→ **Given instruction**
Copy out only the span from the line with "the green tree" to the end of the data, both ends kept, word for word.

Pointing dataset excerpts
---*---
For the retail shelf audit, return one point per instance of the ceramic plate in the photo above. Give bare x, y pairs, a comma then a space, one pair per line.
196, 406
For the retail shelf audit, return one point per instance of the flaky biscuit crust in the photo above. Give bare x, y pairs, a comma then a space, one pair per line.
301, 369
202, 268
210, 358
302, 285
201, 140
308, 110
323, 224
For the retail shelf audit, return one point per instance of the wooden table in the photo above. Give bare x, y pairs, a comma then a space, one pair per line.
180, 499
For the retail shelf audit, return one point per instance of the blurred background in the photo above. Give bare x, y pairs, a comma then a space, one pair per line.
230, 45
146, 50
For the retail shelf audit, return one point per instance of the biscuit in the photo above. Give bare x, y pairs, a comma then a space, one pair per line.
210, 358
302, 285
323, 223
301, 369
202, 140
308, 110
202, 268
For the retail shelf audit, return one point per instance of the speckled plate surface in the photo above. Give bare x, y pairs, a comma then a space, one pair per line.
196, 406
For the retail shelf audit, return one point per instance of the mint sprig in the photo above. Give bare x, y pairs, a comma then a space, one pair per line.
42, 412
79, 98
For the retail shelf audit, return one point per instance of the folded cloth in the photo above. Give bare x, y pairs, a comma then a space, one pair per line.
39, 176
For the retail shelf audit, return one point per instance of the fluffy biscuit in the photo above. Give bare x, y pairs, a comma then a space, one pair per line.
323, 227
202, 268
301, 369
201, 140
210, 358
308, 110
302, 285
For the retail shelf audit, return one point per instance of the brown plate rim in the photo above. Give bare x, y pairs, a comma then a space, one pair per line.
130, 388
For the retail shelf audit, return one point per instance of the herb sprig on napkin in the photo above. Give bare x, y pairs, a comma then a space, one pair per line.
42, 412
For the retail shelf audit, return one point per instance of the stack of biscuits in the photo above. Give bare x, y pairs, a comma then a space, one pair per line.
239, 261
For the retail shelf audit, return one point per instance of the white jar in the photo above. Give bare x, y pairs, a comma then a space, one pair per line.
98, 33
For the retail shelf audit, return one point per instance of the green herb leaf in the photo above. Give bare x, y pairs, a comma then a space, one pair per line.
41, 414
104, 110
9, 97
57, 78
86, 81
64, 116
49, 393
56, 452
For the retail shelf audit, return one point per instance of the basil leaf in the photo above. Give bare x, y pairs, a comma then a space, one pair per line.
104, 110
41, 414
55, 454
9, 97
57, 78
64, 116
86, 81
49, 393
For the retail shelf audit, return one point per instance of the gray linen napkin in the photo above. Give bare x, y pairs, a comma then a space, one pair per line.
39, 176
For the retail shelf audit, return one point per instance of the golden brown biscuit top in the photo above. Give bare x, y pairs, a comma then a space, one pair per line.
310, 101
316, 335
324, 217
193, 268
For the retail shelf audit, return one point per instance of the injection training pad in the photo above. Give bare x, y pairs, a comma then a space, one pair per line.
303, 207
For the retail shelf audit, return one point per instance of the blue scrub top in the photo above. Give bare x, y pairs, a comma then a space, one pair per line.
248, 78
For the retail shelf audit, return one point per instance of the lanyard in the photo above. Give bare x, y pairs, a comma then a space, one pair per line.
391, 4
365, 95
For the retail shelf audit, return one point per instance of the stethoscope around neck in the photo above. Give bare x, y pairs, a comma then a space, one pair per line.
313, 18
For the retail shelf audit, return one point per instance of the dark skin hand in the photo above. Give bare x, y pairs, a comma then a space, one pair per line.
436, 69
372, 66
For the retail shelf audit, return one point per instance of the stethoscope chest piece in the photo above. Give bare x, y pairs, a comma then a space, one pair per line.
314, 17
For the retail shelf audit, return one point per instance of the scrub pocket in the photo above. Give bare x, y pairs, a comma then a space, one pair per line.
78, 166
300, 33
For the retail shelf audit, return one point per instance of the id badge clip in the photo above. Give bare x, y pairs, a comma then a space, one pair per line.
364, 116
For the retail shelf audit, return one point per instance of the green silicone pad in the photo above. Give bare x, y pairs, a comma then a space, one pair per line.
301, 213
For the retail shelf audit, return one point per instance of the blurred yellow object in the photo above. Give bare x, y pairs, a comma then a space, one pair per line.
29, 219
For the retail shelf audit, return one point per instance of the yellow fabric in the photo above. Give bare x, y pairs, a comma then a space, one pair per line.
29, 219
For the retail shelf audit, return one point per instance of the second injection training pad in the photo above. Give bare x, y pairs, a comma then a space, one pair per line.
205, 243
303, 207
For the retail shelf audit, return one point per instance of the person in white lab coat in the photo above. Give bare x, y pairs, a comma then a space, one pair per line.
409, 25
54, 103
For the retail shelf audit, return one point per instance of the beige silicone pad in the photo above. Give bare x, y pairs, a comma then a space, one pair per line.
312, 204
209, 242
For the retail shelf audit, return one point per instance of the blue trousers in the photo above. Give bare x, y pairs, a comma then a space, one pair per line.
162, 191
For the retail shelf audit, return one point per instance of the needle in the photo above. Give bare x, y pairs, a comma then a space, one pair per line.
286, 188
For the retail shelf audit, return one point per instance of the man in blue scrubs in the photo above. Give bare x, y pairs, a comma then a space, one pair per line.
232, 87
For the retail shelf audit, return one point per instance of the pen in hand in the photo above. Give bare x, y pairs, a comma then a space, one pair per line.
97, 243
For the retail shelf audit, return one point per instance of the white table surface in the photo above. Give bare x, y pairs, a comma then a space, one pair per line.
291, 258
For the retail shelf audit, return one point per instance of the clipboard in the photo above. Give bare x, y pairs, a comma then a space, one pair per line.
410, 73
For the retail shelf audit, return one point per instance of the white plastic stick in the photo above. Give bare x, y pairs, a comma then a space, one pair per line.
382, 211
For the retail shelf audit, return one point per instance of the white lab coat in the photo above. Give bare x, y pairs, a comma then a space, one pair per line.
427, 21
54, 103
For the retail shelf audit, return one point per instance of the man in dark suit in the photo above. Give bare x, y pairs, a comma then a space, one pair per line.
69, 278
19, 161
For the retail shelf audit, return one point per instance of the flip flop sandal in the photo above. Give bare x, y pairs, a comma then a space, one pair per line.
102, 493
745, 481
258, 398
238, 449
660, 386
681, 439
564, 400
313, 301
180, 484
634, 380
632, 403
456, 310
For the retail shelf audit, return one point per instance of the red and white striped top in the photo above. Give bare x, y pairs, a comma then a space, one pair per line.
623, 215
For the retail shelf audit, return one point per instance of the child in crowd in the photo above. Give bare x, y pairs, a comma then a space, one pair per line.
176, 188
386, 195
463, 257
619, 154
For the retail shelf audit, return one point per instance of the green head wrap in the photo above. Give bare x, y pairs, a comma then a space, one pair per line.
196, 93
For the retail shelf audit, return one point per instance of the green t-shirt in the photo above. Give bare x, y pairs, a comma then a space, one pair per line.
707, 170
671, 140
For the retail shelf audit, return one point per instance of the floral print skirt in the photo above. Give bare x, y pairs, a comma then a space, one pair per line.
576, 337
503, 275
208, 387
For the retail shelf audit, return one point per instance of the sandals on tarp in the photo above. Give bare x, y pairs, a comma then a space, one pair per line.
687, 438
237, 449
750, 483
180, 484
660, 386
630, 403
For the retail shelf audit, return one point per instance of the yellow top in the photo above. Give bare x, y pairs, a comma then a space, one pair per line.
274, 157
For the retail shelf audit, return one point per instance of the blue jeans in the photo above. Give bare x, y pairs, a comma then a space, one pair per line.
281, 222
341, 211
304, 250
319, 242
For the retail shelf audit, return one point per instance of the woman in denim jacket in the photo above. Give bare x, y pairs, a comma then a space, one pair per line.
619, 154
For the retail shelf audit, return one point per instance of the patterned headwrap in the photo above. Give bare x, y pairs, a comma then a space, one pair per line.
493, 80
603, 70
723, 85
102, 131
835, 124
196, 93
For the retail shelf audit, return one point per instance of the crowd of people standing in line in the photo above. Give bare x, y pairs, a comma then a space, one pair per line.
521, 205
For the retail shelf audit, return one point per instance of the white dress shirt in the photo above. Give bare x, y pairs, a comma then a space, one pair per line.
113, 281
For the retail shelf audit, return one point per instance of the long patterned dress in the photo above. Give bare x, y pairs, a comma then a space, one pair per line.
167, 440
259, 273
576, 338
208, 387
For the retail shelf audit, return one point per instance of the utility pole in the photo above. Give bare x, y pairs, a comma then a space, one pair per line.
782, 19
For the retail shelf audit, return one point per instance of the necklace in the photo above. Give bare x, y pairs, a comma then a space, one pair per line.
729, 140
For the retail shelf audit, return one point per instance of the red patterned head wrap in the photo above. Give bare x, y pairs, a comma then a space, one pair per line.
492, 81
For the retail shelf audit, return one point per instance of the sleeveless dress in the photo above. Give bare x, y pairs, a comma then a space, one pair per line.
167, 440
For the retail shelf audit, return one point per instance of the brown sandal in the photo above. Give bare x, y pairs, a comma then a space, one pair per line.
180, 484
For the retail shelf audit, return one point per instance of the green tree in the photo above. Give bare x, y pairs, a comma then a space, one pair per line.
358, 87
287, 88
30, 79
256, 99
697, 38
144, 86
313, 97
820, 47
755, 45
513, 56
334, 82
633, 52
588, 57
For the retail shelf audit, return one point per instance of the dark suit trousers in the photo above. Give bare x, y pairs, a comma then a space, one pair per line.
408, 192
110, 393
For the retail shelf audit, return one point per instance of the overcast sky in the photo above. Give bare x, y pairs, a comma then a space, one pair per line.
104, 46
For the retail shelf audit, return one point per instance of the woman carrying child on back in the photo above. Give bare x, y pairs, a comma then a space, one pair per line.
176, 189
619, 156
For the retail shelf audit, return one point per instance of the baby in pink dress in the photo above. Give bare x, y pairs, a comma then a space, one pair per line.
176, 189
---*---
→ **Final result**
For the retail shelf audit, return one point per instance of the green tree in the photo above. Give bare x, y pairs, a comma then a space, one pair per line.
358, 87
287, 88
30, 79
256, 99
697, 38
144, 86
313, 97
820, 47
755, 45
513, 56
334, 82
633, 52
588, 57
For the retail shelf audit, return one point per instance of the dark suit trousers in the photo above. Give bare x, y pairs, a comma then a space, one pair per line.
408, 192
110, 393
For the retail shelf audit, return one point per instance of the overcast sky in the photo above. Give bare x, y pairs, a comma then a space, one pair per line.
104, 46
For the retail shelf audit, return one point per instance of the woman carrying child on back in the photo above. Give bare x, y pairs, a comma then a space, one pair per line.
176, 189
619, 156
For the retail shelf audit, return one point per instance of the baby in pink dress in the photo above. Give bare x, y pairs, a comma then a space, one pair per line.
176, 189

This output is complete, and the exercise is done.